[What the exercise asks] Leaving out all images, write out the records that follow exactly.

== Raw records ==

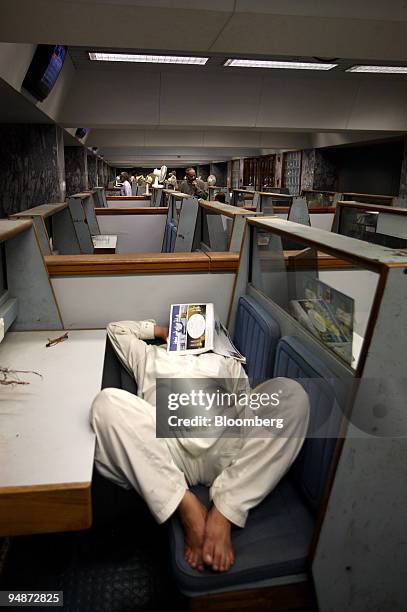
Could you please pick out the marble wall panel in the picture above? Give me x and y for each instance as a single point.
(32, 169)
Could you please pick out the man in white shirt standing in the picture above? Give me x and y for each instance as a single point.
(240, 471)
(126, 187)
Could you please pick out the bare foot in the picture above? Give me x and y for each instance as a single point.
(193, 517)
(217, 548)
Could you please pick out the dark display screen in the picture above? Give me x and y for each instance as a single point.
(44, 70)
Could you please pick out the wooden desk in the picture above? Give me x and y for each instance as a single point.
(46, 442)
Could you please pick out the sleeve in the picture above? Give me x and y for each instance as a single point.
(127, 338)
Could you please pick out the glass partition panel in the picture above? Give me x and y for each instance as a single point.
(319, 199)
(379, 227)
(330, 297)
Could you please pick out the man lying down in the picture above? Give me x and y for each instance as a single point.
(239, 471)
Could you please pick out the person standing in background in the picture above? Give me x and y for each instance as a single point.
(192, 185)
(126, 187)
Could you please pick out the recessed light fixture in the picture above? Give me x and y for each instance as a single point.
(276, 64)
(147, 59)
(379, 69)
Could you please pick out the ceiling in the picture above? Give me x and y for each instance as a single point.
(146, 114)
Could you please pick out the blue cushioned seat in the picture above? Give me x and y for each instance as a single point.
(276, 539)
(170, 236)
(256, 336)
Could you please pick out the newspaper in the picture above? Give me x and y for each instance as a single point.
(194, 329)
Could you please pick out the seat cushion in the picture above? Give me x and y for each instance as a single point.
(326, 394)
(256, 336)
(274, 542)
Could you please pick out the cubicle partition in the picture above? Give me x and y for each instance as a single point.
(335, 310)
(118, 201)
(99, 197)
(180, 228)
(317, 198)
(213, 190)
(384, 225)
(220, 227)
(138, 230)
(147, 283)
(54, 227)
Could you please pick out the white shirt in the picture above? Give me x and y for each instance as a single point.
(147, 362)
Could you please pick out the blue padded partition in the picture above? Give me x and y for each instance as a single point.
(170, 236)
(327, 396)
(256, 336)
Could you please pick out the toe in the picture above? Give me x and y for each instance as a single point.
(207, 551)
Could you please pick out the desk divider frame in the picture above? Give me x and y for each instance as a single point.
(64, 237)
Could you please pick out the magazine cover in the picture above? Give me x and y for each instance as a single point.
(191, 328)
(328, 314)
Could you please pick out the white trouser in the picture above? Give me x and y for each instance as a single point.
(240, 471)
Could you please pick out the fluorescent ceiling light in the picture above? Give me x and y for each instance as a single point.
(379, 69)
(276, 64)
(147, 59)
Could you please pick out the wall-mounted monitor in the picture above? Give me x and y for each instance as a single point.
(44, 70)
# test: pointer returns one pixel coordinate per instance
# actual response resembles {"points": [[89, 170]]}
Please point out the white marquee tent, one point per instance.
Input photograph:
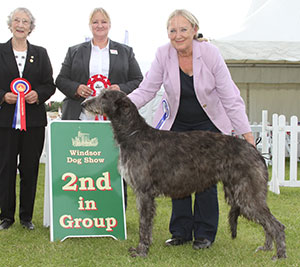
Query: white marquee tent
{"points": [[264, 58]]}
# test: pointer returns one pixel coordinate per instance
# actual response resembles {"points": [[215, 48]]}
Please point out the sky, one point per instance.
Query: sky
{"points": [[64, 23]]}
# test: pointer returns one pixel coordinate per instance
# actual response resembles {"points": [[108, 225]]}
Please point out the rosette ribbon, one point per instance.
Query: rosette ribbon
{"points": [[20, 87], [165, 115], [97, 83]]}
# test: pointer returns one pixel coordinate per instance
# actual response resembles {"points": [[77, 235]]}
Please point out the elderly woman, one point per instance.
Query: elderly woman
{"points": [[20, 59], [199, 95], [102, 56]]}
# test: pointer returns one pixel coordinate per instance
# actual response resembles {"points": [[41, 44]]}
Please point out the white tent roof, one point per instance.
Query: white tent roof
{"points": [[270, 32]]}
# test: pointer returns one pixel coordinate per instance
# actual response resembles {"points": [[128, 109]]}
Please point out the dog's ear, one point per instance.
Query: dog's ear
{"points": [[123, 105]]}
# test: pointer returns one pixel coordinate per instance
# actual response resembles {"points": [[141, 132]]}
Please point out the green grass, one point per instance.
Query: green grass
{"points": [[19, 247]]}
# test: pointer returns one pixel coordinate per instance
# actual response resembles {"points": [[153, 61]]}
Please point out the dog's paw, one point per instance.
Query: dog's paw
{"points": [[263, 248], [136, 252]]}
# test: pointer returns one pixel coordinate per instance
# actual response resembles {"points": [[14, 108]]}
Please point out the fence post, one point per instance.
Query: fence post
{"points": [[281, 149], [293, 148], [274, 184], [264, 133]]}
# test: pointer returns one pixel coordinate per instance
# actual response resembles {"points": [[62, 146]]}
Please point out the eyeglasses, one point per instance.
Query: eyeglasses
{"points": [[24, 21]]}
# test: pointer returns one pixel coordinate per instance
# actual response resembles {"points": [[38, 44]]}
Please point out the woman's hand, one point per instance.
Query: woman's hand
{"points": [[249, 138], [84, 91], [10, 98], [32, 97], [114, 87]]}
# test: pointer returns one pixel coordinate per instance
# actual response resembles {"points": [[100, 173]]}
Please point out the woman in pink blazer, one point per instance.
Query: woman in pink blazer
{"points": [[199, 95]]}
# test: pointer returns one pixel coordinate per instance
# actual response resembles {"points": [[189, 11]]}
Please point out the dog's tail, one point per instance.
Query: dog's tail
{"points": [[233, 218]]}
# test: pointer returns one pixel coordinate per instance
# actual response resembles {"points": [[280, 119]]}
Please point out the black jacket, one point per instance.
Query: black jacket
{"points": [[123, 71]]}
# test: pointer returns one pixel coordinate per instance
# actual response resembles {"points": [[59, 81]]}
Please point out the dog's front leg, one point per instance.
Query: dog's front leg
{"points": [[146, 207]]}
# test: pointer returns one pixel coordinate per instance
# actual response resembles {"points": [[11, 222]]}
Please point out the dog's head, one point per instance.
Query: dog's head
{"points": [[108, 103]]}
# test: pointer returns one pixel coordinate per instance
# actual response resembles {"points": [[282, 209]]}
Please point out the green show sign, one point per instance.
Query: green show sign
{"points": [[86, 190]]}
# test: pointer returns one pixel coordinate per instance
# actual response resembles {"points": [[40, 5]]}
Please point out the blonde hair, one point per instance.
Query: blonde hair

===

[Expected answer]
Could you please pick out the marble wall panel in the picture above? Give me x and y for each instance as a single point.
(32, 169)
Could you please pick out the man in white shirt standing in the picture above? Give me x and y for each instance as a single point.
(240, 471)
(126, 187)
Could you please pick out the bare foot in the picture above? Give me x and y for each instance as a single point.
(193, 517)
(217, 548)
Could you please pick out the dark display screen in the picture above? Give me x and y for each instance as a single point.
(44, 70)
Could you please pick out the wooden desk in the picture above? Give me x and y for each instance as a single point.
(46, 442)
Could you please pick out the sleeve in the picture above? Give me x and y for each instance as a single point.
(127, 338)
Could you please pick out the glass partition panel in the picture above? Give me x and y for each instance as a single point.
(319, 199)
(379, 227)
(330, 297)
Could you please pick out the man lying down in the picture above? Give me x and y for each instance as a single point.
(239, 471)
Could you please pick out the person standing in background in the picture above? Give me x and y for each instance as a single point.
(192, 185)
(126, 187)
Could you please pick out the recessed light fixture in the picture above? Give me x and y for each instance as a single point.
(276, 64)
(147, 59)
(379, 69)
Could you please pick out the ceiling in the picture above? Give me x and y for each instance as a single point.
(146, 114)
Could you please pick out the blue cushioned seat in the picture above? Give me x and y for each instance as a single point.
(276, 539)
(170, 236)
(256, 336)
Could you please pick out the newspaper in the picture above? Give me x and y for each instance as a single point.
(194, 329)
Could you please pick out the seat cushion in the picture above? Give me x and y for each instance as a single point.
(326, 394)
(256, 336)
(274, 542)
Could you please pick out the cubicle partition in the picture above? Give me x and y for each instance as a single point.
(335, 310)
(118, 201)
(99, 197)
(180, 228)
(317, 198)
(213, 190)
(384, 225)
(220, 227)
(138, 230)
(147, 283)
(54, 227)
Could you please pick out the white shirt in the picture above? Give me x and y for each instance as a single point.
(147, 362)
Could you please pick out the blue padded partition in the picture above? Give me x and y for each instance as a single point.
(170, 236)
(327, 396)
(256, 336)
Could you please pick out the toe in the picture above? Give me x and y for each instance as a single point.
(207, 551)
Could you please pick out the desk divider frame in the picture above? Give me x and y for each instance as a single point.
(64, 237)
Could you please pick out the magazine cover in the picture above? Give me x and y for each instance as a single point.
(191, 328)
(328, 314)
Could you please pick out the white trouser in the picture above? Give me x and y for each instance as a single point.
(240, 471)
Could you please pick out the fluorescent ceiling light in the picture above? Give me x and y for each instance as a single point.
(379, 69)
(276, 64)
(147, 59)
Could you please pick out the wall-mounted monitor in the picture above? Give me x and y for each instance as a single point.
(44, 70)
# test: pointer returns one pixel coordinate per instance
# actual response resembles {"points": [[89, 170]]}
Please point out the white marquee tent, one point per instance.
Input photograph:
Query: white marquee tent
{"points": [[264, 58]]}
# test: pointer returns one pixel coordinate per instance
# actual response resembles {"points": [[215, 48]]}
Please point out the sky, one point per instance.
Query: sky
{"points": [[64, 23]]}
# test: pointer returns one pixel coordinate per instance
# actual response resembles {"points": [[108, 225]]}
Please point out the rosette ribbon, one point per instance.
Query: rosette ribbon
{"points": [[20, 87], [165, 115], [97, 83]]}
# test: pointer returns one pixel coordinate per instance
# actual response resembles {"points": [[77, 235]]}
Please point out the elderly woman, one point per instance.
Query: elderly woman
{"points": [[20, 59], [199, 95], [102, 56]]}
# test: pointer returns one pixel coordinate per instance
# actual response resembles {"points": [[41, 44]]}
Please point out the white tent roof, one point per instance.
Query: white tent roof
{"points": [[270, 32]]}
# test: pointer returns one pixel coordinate per instance
# actual response resembles {"points": [[128, 109]]}
Please point out the dog's ear, one point per instance.
Query: dog's ear
{"points": [[123, 105]]}
# test: pointer returns one pixel coordinate per instance
# actual response resembles {"points": [[141, 132]]}
Please point out the green grass, one point per instance.
Query: green grass
{"points": [[19, 247]]}
# test: pointer returns one pixel coordinate per instance
# actual response resembles {"points": [[153, 61]]}
Please point out the dog's paw, one point per instance.
Query: dog's paw
{"points": [[263, 248], [136, 252]]}
# test: pointer returns one pixel coordinate per instance
# actual response resembles {"points": [[14, 108]]}
Please point out the fence post, one point per instance.
Query: fence post
{"points": [[281, 149], [293, 148], [274, 184], [264, 133]]}
# test: pointer returns one pixel coordinate per instance
# actual response resembles {"points": [[62, 146]]}
Please point out the eyeglasses, one point per instance.
Query: eyeglasses
{"points": [[24, 21]]}
# test: pointer returns one pixel coordinate per instance
# actual response resembles {"points": [[38, 44]]}
Please point out the woman's hand, one point per instance.
Query: woman's hand
{"points": [[249, 138], [84, 91], [10, 98], [32, 97], [114, 87]]}
# test: pointer returns one pixel coordinate per instance
# actual response resembles {"points": [[100, 173]]}
Please point out the woman in pink blazer, one point per instance.
Query: woman in pink blazer
{"points": [[199, 95]]}
# test: pointer returns one pixel coordinate per instance
# actual response resembles {"points": [[189, 11]]}
Please point out the dog's tail, one point per instance.
Query: dog's tail
{"points": [[233, 218]]}
# test: pointer returns one pixel coordinate per instance
# actual response resembles {"points": [[280, 119]]}
Please point out the black jacket, one point per instance.
Query: black jacket
{"points": [[123, 71]]}
# test: pointer returns one pixel coordinate per instance
# actual response resembles {"points": [[59, 81]]}
Please point out the dog's front leg, one point per instance.
Query: dog's front leg
{"points": [[146, 207]]}
# test: pointer returns one pixel coordinate per instance
# actual response resembles {"points": [[11, 222]]}
Please point out the dog's head, one point per instance.
Query: dog's head
{"points": [[108, 103]]}
# test: pointer returns one pixel coordinate per instance
# actual response resembles {"points": [[282, 209]]}
Please point out the green show sign, one point per instance.
Query: green show sign
{"points": [[86, 190]]}
# test: pointer returns one pixel coordinate per instance
# actual response resembles {"points": [[40, 5]]}
Please point out the blonde hair, one point per instance.
Query: blonde hair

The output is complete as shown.